» THE PROBLEM
Without the pictures, copy all the entries below exactly.

** PROVIDED MATERIAL follows **

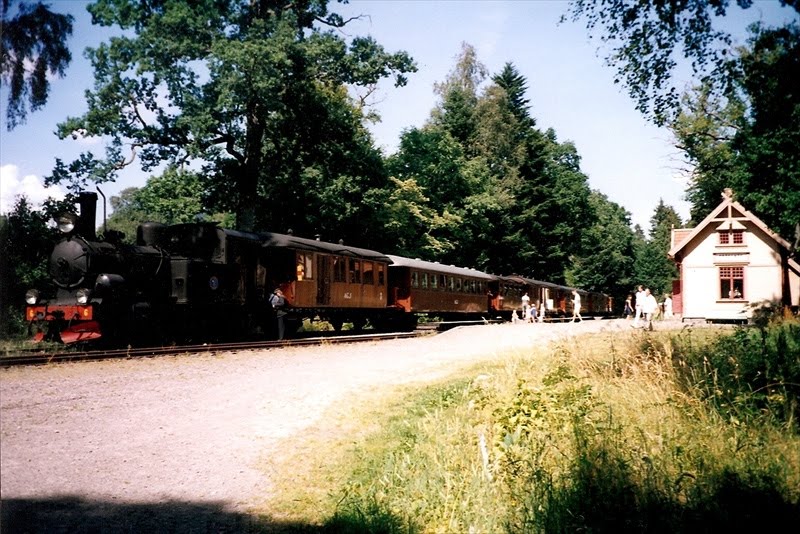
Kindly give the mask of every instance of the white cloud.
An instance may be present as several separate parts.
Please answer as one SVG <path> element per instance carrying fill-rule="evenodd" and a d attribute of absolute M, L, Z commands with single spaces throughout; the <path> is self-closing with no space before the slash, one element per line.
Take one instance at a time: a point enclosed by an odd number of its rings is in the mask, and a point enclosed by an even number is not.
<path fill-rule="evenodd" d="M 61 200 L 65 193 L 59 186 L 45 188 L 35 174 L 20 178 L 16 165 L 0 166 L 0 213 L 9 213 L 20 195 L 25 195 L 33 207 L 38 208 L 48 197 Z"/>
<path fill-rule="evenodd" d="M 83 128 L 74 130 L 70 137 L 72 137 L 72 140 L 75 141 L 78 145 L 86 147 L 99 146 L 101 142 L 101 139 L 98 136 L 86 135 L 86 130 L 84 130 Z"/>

** End of PROVIDED MATERIAL **

» RESPONSE AREA
Kindly give the mask of every instance of the white cloud.
An instance may be present as several separate parts.
Please answer as one SVG <path> element per instance carrying fill-rule="evenodd" and a d attribute of absolute M, L, Z commands with single spaces throughout; the <path> is self-closing with no space before the slash, one element per line.
Take one instance at a time: a point enclosed by an odd number of its rings is in the mask, and a point enclosed by an even number is not.
<path fill-rule="evenodd" d="M 61 200 L 65 193 L 59 186 L 45 188 L 35 174 L 20 178 L 16 165 L 0 166 L 0 213 L 9 213 L 20 195 L 25 195 L 33 207 L 38 208 L 48 197 Z"/>
<path fill-rule="evenodd" d="M 83 128 L 74 130 L 70 137 L 72 137 L 72 140 L 75 141 L 78 145 L 86 147 L 99 146 L 101 142 L 101 139 L 98 136 L 86 135 L 86 130 L 84 130 Z"/>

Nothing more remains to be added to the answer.